Stored records
==================================================

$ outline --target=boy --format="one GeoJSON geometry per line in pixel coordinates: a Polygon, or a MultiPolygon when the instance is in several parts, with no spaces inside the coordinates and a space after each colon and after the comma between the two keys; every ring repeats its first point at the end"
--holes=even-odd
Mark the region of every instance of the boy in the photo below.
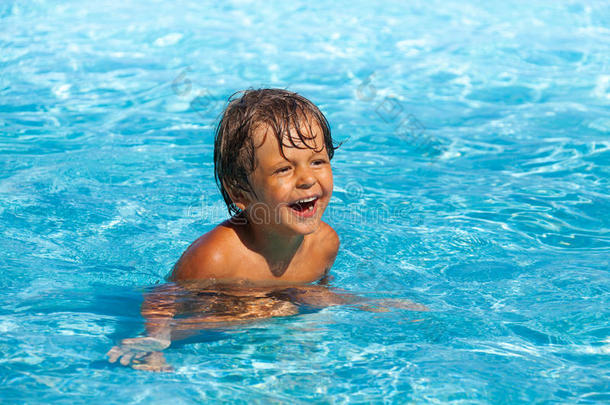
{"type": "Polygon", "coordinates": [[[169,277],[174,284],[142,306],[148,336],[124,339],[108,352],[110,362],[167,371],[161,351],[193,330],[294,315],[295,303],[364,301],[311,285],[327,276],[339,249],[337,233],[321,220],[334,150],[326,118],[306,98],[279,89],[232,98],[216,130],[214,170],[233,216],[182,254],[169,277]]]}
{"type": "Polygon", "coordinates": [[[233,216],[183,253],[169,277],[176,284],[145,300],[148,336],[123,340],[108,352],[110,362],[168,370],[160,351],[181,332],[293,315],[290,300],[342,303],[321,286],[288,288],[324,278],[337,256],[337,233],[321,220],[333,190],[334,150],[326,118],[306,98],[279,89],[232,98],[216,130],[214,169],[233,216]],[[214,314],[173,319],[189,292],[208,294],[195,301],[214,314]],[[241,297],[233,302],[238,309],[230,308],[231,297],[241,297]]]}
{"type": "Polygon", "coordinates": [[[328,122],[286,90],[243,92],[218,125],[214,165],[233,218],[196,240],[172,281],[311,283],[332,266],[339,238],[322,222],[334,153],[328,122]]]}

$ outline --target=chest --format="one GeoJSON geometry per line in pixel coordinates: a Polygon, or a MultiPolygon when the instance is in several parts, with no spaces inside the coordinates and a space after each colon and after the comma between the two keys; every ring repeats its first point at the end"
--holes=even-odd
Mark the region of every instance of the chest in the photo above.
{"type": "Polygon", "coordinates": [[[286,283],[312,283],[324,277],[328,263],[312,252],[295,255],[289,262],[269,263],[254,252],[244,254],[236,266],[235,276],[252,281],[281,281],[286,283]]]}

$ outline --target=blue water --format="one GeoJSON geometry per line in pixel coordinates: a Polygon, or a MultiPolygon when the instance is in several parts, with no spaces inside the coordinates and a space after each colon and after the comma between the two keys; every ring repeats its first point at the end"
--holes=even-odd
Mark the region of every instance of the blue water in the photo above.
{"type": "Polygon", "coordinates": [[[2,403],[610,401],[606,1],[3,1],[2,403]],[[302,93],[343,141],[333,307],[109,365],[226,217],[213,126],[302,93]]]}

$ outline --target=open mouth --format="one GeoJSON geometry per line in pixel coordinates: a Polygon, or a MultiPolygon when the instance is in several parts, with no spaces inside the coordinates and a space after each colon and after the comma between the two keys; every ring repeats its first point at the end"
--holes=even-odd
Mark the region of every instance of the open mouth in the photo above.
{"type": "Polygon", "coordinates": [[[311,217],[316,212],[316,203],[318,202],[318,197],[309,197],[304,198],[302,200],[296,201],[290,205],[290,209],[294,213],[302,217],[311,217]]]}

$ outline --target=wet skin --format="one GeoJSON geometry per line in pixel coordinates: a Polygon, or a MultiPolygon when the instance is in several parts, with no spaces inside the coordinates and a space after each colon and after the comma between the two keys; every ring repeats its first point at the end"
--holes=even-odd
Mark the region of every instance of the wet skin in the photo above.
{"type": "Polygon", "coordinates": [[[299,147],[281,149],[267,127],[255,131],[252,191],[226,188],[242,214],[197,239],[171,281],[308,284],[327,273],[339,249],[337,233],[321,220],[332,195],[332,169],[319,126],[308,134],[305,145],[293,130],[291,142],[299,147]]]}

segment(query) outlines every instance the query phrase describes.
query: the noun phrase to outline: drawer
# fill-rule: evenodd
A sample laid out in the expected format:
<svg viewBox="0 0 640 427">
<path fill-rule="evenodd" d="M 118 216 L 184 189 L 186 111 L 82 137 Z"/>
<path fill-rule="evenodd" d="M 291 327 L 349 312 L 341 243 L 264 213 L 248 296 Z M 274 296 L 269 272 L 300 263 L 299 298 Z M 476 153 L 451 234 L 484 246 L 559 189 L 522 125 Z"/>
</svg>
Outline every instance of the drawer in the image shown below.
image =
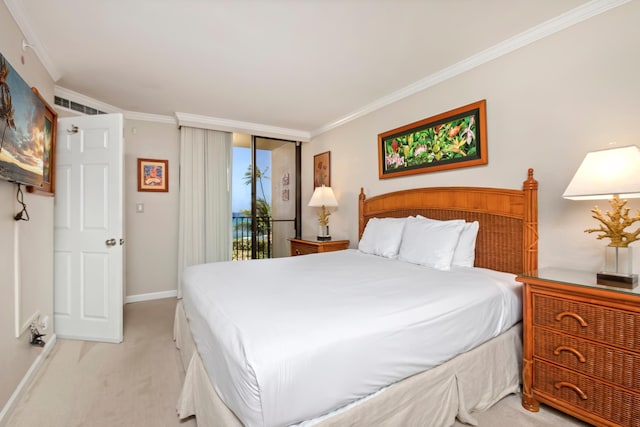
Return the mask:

==================================================

- EXERCISE DESCRIPTION
Repeat the entries faithfully. Any picture gets left out.

- ANSWER TO THE PROBLEM
$ outline --target=boy --format="one GeoJSON geometry per line in pixel coordinates: a Polygon, or a MultiPolygon when the instance is in several parts, with no spaces inside the coordinates and a space after each colon and after the comma between the two keys; every ring repeats its first point at the end"
--holes=even-odd
Mark the region of every instance of the boy in the photo below.
{"type": "Polygon", "coordinates": [[[169,277],[174,284],[142,306],[148,336],[124,339],[108,352],[110,362],[167,371],[161,351],[193,330],[294,315],[295,303],[364,301],[311,285],[327,276],[339,249],[337,233],[321,220],[334,150],[326,118],[306,98],[279,89],[232,98],[216,130],[214,170],[233,216],[182,254],[169,277]]]}
{"type": "Polygon", "coordinates": [[[233,216],[183,253],[169,277],[176,284],[145,300],[148,336],[123,340],[108,352],[110,362],[168,370],[160,351],[181,332],[293,315],[290,300],[342,303],[321,286],[288,288],[324,278],[337,256],[337,233],[321,220],[333,190],[334,150],[326,118],[306,98],[279,89],[232,98],[216,130],[214,169],[233,216]],[[214,314],[173,319],[189,292],[208,294],[195,301],[214,314]],[[241,297],[233,302],[238,309],[230,308],[231,297],[241,297]]]}
{"type": "Polygon", "coordinates": [[[328,122],[286,90],[243,92],[218,125],[214,165],[233,218],[196,240],[172,281],[311,283],[332,266],[339,238],[322,222],[334,153],[328,122]]]}

$ outline --target=chest --format="one GeoJSON geometry per line in pixel coordinates: a Polygon, or a MultiPolygon when the instance is in several parts, with no spaces inside the coordinates and a space after each colon and after the comma between the two keys; every ring repeats its first point at the end"
--holes=even-odd
Mark the region of every instance of the chest in the photo above.
{"type": "Polygon", "coordinates": [[[286,283],[312,283],[324,277],[328,263],[312,252],[295,255],[289,262],[269,263],[254,252],[244,254],[236,266],[235,276],[252,281],[281,281],[286,283]]]}

$ outline --target=blue water --format="one GeoJSON geometry per line in pixel coordinates: a Polygon, or a MultiPolygon when the instance is in several parts, with no spaces inside the coordinates and a space after each colon and after the comma between the two keys; every ring repeats its first point at the end"
--holes=even-odd
Mark the region of every instance of the blue water in the photo above.
{"type": "Polygon", "coordinates": [[[2,403],[610,401],[606,1],[3,1],[2,403]],[[302,93],[343,141],[333,307],[109,365],[226,217],[213,126],[302,93]]]}

$ outline --target=open mouth --format="one GeoJSON geometry per line in pixel coordinates: a Polygon, or a MultiPolygon when the instance is in several parts, with no spaces inside the coordinates and a space after each colon and after the comma between the two keys; every ring repeats its first point at the end"
--holes=even-odd
Mark the region of every instance of the open mouth in the photo above.
{"type": "Polygon", "coordinates": [[[311,217],[316,212],[316,203],[318,202],[318,197],[309,197],[304,198],[302,200],[296,201],[290,205],[290,209],[294,213],[302,217],[311,217]]]}

$ outline --target=wet skin --format="one GeoJSON geometry per line in pixel coordinates: a Polygon, or a MultiPolygon when the instance is in several parts, with no spaces inside the coordinates and a space after each colon and after the comma between the two keys; every ring repeats its first point at the end"
--holes=even-odd
Mark the region of every instance of the wet skin in the photo above.
{"type": "Polygon", "coordinates": [[[299,147],[281,149],[267,127],[255,131],[252,191],[226,188],[242,214],[197,239],[171,281],[308,284],[327,273],[339,249],[337,233],[321,220],[332,195],[332,169],[319,126],[308,134],[305,145],[293,130],[291,142],[299,147]]]}

segment(query) outlines every instance the query phrase describes.
query: the noun phrase to outline: drawer
# fill-rule: evenodd
A sample laid out in the expected format:
<svg viewBox="0 0 640 427">
<path fill-rule="evenodd" d="M 118 216 L 184 189 L 186 111 L 82 137 Z"/>
<path fill-rule="evenodd" d="M 291 327 L 349 312 L 341 243 L 264 213 L 248 296 Z M 274 296 L 269 272 L 300 263 L 299 298 Z M 476 153 L 451 234 L 484 246 L 559 189 L 522 125 Z"/>
</svg>
Outline every instance of the drawer in the image shown below.
image =
Return the mask:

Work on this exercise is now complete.